_Required work_
Repeat each of these records exactly.

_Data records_
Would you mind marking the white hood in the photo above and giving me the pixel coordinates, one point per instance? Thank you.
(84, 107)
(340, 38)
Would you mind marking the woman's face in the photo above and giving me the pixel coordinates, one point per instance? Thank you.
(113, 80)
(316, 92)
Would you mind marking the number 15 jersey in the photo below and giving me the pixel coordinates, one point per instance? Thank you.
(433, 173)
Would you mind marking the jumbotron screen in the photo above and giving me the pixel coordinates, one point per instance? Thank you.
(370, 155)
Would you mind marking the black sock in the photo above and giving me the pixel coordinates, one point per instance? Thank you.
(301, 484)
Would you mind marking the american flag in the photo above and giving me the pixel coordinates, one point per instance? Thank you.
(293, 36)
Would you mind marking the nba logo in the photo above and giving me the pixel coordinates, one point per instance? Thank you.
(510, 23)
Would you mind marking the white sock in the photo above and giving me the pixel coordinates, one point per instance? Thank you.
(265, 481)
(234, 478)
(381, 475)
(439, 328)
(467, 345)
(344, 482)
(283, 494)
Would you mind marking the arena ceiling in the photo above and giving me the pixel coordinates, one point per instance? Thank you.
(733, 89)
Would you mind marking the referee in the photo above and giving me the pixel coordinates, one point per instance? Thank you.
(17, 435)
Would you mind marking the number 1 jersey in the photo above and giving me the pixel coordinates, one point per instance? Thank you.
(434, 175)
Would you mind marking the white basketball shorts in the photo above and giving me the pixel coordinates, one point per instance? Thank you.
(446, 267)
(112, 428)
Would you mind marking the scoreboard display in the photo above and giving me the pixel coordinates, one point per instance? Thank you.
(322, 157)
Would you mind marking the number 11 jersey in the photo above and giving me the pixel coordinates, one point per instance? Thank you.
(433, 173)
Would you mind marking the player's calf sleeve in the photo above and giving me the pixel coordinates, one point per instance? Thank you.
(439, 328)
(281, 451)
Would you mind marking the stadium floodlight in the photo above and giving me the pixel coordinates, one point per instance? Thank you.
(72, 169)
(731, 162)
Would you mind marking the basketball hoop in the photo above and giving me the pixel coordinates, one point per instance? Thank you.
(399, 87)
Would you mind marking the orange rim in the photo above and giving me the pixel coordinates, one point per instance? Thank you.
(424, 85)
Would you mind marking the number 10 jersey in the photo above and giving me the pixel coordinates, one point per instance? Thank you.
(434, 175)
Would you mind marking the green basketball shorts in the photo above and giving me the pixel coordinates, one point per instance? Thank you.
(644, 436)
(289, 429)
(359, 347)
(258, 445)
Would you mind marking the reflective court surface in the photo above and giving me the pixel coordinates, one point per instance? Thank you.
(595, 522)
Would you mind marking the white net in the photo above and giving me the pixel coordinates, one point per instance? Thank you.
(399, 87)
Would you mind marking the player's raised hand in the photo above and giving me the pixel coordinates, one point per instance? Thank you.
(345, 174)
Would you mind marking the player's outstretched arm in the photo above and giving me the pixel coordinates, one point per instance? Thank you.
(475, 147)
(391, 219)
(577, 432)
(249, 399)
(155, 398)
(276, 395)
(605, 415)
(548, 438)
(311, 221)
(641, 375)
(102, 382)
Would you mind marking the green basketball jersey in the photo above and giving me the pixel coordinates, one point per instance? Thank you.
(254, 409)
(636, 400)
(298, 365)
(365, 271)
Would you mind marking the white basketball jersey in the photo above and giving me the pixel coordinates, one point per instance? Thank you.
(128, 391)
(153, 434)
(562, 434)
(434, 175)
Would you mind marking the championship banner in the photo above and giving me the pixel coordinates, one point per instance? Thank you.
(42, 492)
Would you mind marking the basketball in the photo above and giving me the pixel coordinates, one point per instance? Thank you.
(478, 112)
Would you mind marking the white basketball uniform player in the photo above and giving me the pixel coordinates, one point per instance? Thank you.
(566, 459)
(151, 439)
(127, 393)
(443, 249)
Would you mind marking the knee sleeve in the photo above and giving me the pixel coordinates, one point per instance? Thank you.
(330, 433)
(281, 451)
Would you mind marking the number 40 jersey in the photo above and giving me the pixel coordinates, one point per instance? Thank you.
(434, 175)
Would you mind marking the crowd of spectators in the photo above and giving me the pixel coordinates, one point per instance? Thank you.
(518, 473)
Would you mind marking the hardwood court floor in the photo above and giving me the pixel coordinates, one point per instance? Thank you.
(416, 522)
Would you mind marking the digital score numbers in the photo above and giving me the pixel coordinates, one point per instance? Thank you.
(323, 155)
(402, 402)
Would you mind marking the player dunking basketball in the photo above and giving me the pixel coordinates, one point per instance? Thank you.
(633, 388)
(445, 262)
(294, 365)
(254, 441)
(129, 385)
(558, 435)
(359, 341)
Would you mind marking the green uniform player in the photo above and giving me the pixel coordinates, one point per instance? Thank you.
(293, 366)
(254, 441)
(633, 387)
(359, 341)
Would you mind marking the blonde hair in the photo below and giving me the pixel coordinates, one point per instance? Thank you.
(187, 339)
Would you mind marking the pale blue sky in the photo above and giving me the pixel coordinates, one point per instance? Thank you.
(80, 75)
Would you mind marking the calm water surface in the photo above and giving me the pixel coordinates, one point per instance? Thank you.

_Answer_
Would you mind marking the white hood in the photo above and giving me the pixel coordinates, one point per instance? Thank you.
(84, 107)
(340, 38)
Would you mind marking the woman's face in the photo above and giving me the pixel coordinates, one point per instance? Thank you.
(113, 80)
(316, 92)
Would you mind marking the number 15 jersey in the photo below and giving me the pixel coordinates, one point per instance? Thank you.
(433, 173)
Would you mind marking the jumbotron screen in the photo above and giving me the pixel coordinates, one point per instance? Thank you.
(370, 155)
Would you mind marking the black sock in the photo above and giving me the pixel coordinates, one point per instance? Thank you.
(301, 484)
Would you mind marking the american flag in the photo above and giving me the pixel coordinates, one point per instance? Thank you.
(293, 36)
Would you mind marking the nba logo in the photo above and giving me the pixel coordinates, one point per instance? Thank you.
(510, 23)
Would you mind marking the white sock in the photo above and giving me the pixel coordinates, one point per instance? Thank you.
(265, 481)
(234, 478)
(381, 475)
(439, 328)
(467, 345)
(344, 482)
(283, 494)
Would you mind marking the arena ceiling in the photo above and giving me the pixel coordinates, one point per instance? Thank you.
(733, 89)
Would you mind marking the referee in the photo above and giving me the pixel coordinates, one point per instance? Thank you.
(17, 435)
Would you mind marking the number 1 jersey in the photo above and giving me the pixel coordinates, one point per instance? Thank you.
(434, 175)
Would you mind marking the white basketball shorts in the photo above and giving me the pixel coordinates, one point per instance? Thank you.
(446, 267)
(112, 428)
Would you mind marking the scoreboard display in the photo above and giving me the pixel coordinates, one point per instance? Thank you.
(322, 157)
Would you mind marking the number 11 jersey in the photo above and giving me the pixel coordinates, one point per instance? Thank you.
(433, 173)
Would you mind marking the player's calf sleeve in the photo above and giving me the pixel coordinates, one point per instance? Thank you.
(439, 328)
(281, 451)
Would you mind marking the stadium floodlight in the photo above and giving me the pixel coordinates, one point per instance? Thank you.
(72, 169)
(731, 162)
Would you mind marking the basketball hoop in the photo above and giving me the pixel coordinates, one point per instance? Thank you.
(399, 87)
Would you mind marking the orange rim in the photo above and giving me the pixel coordinates, one point per instance? Thank you.
(424, 85)
Would you mind marking the number 10 jersey in the photo above and giving me the pixel coordinates, one point per instance? Thank you.
(434, 175)
Would you mind marking the green basketball shorts in the photo above and giving me the pixel coordinates, one point per instance? Thank you.
(644, 436)
(289, 429)
(359, 347)
(258, 445)
Would you mind marking the reflective court surface in the photo above and giving me the pixel coordinates, one point per instance? Thank you.
(595, 522)
Would you mind marking the white net in the photo above and giving me the pixel coordinates, one point per instance? Thank you.
(399, 87)
Would you mind marking the player's raised hand in the photo above and giving me the pixel coordinates, one point per instance? Thank you.
(345, 174)
Would you mind marking the player's outstretched arm in the photo above and giving me the pixel coordinates, one point per instance? Thank you.
(475, 147)
(391, 219)
(577, 432)
(249, 399)
(155, 398)
(276, 395)
(605, 415)
(548, 438)
(311, 221)
(641, 375)
(102, 382)
Would you mind marking the green basketball jersey in the photo above and giving me the pixel coordinates, one point per instance? Thank you.
(254, 409)
(636, 400)
(298, 365)
(365, 271)
Would you mind marking the white basketball jersey in the photo above and giving me the pixel coordinates, one point per instance? Thank you.
(128, 391)
(153, 434)
(562, 434)
(434, 175)
Would you mind marking the championship banner in the photo above and giving me the pixel coordinates, one point per instance? Thank you.
(42, 492)
Would you mind marking the basketball in the photo above and giving me the pixel coordinates, one point per instance? Thank you.
(478, 112)
Would you mind marking the white basketball uniform player in the photo above and giving me the pixel coordinates, one point per instance? Thank you.
(566, 459)
(151, 439)
(127, 393)
(443, 249)
Would you mind marking the knee sleeve in the photo above and giving me the pixel coordinates, one point per instance? Thank you.
(330, 433)
(281, 451)
Would you mind marking the number 40 jersey in the photo above and giving me the pixel coordinates, one point per instance? Thank you.
(434, 175)
Would you mind marking the crowd of spectators in the photo above and giving me the pixel coordinates, one point per instance? Thank you.
(518, 473)
Would you mind marking the hardwood court floor in the photo above and giving me the pixel coordinates, one point per instance? Thank you.
(416, 522)
Would you mind marking the digital score numbers in the photo above and giving me the pixel coordinates, one point per instance? Thank you.
(323, 155)
(402, 402)
Would you mind marking the player dunking basketball in the photo above and giving me the pixel coordinates, one point per instance? Thank you.
(633, 388)
(445, 262)
(294, 365)
(254, 441)
(129, 385)
(558, 435)
(359, 341)
Would you mind marking the green uniform player in the photo above and giving me the pixel coordinates, one point per instance? Thank you.
(293, 366)
(254, 441)
(633, 387)
(359, 341)
Would you mind marking the blonde hair in the photo below and giving me the pixel coordinates, one point per instance? Thank you.
(187, 339)
Would you mind marking the pale blue sky in the photo above and giving me the pixel coordinates, one point per instance? Thank you.
(80, 75)
Would you mind marking the calm water surface in the photo above and giving me the pixel coordinates, one point per instance? Thank you.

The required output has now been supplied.